# Given information start

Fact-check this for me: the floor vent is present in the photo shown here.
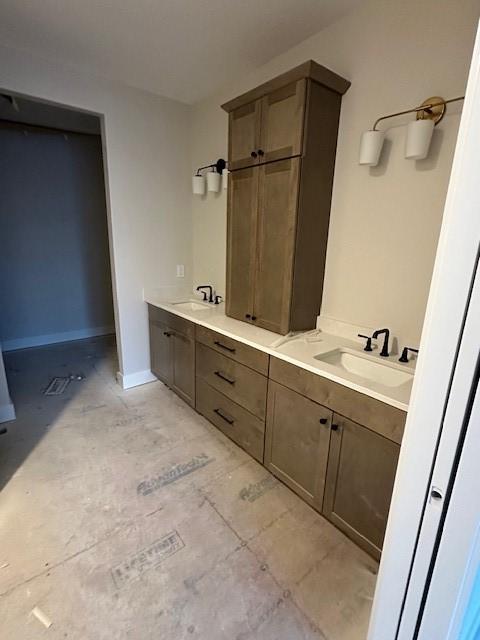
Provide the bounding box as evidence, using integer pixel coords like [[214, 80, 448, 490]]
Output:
[[43, 378, 70, 396]]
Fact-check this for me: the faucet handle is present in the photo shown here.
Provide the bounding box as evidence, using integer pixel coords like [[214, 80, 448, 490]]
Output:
[[358, 333, 373, 351], [197, 287, 207, 302], [398, 347, 418, 362]]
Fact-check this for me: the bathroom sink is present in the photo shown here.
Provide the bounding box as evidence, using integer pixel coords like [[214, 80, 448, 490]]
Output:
[[314, 349, 413, 387], [275, 329, 323, 358], [172, 300, 212, 311]]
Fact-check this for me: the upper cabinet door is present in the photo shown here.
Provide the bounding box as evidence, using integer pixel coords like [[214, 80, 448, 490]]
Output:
[[252, 158, 300, 334], [228, 100, 262, 171], [257, 79, 307, 162], [226, 168, 258, 320]]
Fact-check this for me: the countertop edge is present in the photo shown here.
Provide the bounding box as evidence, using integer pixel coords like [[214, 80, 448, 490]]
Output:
[[145, 297, 408, 412]]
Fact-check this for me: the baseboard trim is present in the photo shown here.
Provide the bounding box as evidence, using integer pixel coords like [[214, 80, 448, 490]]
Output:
[[0, 402, 15, 422], [117, 369, 157, 389], [2, 325, 115, 351]]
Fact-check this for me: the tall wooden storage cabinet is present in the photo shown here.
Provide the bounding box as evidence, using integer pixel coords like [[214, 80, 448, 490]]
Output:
[[222, 60, 350, 334]]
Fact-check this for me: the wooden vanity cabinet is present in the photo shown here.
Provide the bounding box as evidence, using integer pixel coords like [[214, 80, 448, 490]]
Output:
[[265, 380, 332, 511], [265, 357, 406, 559], [149, 305, 195, 406], [323, 414, 400, 559], [222, 61, 350, 334]]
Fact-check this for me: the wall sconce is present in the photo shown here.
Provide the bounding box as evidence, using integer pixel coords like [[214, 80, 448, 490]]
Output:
[[358, 96, 465, 167], [192, 158, 227, 196]]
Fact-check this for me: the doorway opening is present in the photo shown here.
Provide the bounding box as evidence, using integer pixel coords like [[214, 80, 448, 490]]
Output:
[[0, 92, 116, 480]]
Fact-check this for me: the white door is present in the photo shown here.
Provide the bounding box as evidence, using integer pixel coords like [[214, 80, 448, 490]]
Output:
[[368, 18, 480, 640]]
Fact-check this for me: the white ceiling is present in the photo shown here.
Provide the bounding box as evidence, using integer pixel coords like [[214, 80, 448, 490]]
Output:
[[0, 93, 100, 135], [0, 0, 361, 103]]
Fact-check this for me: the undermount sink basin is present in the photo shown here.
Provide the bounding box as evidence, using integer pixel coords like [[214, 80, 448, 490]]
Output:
[[172, 300, 211, 311], [275, 330, 323, 358], [314, 349, 413, 387]]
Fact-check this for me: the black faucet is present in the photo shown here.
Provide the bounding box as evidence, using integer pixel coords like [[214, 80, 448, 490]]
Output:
[[358, 333, 373, 351], [197, 284, 213, 302], [398, 347, 418, 362], [372, 329, 390, 358]]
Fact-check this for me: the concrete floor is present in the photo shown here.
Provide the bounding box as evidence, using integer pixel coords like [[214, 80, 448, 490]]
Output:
[[0, 338, 377, 640]]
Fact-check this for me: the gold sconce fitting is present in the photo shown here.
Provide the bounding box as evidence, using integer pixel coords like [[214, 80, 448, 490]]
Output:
[[417, 96, 447, 124], [358, 96, 465, 167]]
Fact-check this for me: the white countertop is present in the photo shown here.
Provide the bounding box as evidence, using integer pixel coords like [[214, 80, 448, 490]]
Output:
[[145, 294, 415, 411]]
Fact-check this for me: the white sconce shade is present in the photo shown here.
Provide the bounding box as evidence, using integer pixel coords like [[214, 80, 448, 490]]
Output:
[[192, 176, 205, 196], [222, 169, 228, 189], [207, 171, 221, 193], [405, 119, 435, 160], [358, 130, 385, 167]]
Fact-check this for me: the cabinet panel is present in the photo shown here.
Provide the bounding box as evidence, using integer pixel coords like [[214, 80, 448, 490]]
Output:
[[170, 332, 195, 406], [253, 158, 300, 334], [265, 380, 332, 510], [196, 378, 265, 462], [226, 168, 258, 320], [260, 79, 307, 162], [196, 343, 267, 420], [196, 325, 269, 376], [228, 100, 262, 171], [150, 320, 172, 385], [269, 357, 407, 444], [323, 414, 400, 558]]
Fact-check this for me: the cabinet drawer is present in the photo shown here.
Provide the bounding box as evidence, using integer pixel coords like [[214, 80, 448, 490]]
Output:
[[196, 325, 269, 376], [148, 304, 195, 338], [196, 342, 267, 420], [270, 358, 407, 444], [196, 378, 265, 462]]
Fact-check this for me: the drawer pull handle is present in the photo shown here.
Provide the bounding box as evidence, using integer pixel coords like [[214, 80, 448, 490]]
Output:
[[213, 371, 235, 384], [213, 409, 235, 424], [213, 340, 235, 353]]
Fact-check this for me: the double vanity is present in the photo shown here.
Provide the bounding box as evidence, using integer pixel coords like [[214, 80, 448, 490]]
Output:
[[146, 60, 413, 558], [146, 296, 414, 558]]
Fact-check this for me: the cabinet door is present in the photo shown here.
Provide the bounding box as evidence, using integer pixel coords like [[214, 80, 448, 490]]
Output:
[[260, 80, 307, 162], [323, 414, 400, 559], [228, 100, 262, 171], [252, 158, 300, 334], [265, 380, 332, 510], [171, 331, 195, 406], [226, 168, 258, 320], [150, 320, 172, 386]]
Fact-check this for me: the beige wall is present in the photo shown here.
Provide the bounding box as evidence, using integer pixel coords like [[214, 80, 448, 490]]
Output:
[[191, 0, 480, 343]]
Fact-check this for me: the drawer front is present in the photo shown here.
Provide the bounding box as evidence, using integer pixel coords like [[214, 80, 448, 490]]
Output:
[[196, 325, 269, 376], [270, 358, 407, 444], [196, 378, 265, 462], [148, 304, 195, 338], [196, 342, 267, 420]]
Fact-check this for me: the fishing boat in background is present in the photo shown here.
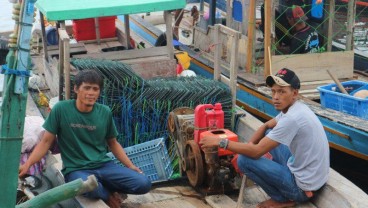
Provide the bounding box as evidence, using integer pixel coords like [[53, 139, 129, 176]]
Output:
[[123, 0, 368, 160], [2, 0, 368, 208]]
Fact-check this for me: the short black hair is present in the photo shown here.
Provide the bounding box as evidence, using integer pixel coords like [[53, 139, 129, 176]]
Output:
[[74, 69, 103, 89]]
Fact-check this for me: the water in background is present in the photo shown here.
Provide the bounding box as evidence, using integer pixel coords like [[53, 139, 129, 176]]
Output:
[[0, 0, 14, 33]]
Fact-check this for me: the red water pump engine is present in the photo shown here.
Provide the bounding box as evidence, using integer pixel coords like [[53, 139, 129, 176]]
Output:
[[168, 103, 238, 194]]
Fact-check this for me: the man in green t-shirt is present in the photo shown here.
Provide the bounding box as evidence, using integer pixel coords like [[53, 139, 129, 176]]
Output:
[[19, 70, 151, 207]]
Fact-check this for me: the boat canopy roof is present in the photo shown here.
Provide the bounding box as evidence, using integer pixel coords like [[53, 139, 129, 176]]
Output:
[[36, 0, 186, 21]]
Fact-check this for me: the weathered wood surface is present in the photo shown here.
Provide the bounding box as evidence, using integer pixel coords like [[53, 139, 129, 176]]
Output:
[[73, 46, 168, 61], [272, 51, 354, 82], [122, 184, 211, 208], [47, 43, 87, 58]]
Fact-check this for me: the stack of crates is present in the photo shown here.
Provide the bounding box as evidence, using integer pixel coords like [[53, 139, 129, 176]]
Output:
[[107, 138, 173, 182], [317, 80, 368, 119]]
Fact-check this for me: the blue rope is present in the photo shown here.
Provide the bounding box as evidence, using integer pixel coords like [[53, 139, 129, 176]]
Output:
[[1, 64, 31, 77]]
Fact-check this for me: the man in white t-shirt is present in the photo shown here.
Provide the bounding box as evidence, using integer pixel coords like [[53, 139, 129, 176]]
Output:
[[201, 68, 330, 207]]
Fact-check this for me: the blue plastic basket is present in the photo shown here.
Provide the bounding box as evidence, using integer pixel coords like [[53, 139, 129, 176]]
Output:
[[317, 80, 368, 119], [107, 138, 173, 182]]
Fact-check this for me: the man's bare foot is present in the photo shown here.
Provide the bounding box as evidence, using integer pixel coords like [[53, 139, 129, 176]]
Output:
[[107, 192, 123, 208], [304, 191, 313, 198], [257, 199, 295, 208]]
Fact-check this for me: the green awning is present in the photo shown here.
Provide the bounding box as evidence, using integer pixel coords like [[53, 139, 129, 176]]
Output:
[[36, 0, 186, 21]]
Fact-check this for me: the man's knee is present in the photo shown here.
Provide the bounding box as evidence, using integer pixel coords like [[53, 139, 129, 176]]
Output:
[[133, 176, 152, 194], [238, 154, 250, 174]]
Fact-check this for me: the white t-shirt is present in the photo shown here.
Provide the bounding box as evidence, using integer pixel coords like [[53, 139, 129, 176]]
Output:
[[267, 101, 330, 191]]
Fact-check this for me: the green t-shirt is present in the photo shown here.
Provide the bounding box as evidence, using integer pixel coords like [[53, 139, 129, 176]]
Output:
[[43, 100, 118, 175]]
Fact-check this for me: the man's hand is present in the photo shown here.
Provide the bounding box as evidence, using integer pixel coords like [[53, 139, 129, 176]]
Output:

# Given information end

Task description:
Rewrite the rows as a JSON list of strings, one string per line with blank lines omitted, from the start of the rows through the line containing "[[145, 297, 408, 412]]". Leave the pictures out of the list.

Output below:
[
  "Fact-check this for me: the floor vent is present in the photo shown here.",
  "Provide the bounding box as evidence, using integer pixel coords like [[214, 80, 448, 490]]",
  "Output:",
  "[[43, 378, 70, 396]]",
  "Fact-check this for me: the faucet handle is present in the photo shown here.",
  "Provide the bounding box as evidence, using integer pixel coords like [[214, 80, 448, 490]]",
  "Output:",
  "[[358, 333, 373, 351], [197, 287, 207, 302], [398, 347, 418, 362]]",
  "Fact-check this for me: the bathroom sink is present in the photo shown here.",
  "Provide the bounding box as evidence, using integer pixel coords like [[214, 80, 448, 490]]",
  "Output:",
  "[[314, 349, 413, 387], [275, 329, 323, 358], [172, 300, 212, 311]]",
  "Fact-check this for me: the upper cabinet door is present in the photo shown here.",
  "Provide the bounding box as evidence, using integer pixel coords like [[214, 80, 448, 490]]",
  "Output:",
  "[[252, 158, 300, 334], [228, 100, 262, 171], [257, 79, 307, 162], [226, 168, 258, 320]]",
  "Fact-check this for me: the countertop edge is present in the photo shown here.",
  "Provide the bounding box as evidence, using integer pixel coords like [[214, 80, 448, 490]]",
  "Output:",
  "[[145, 297, 408, 412]]"
]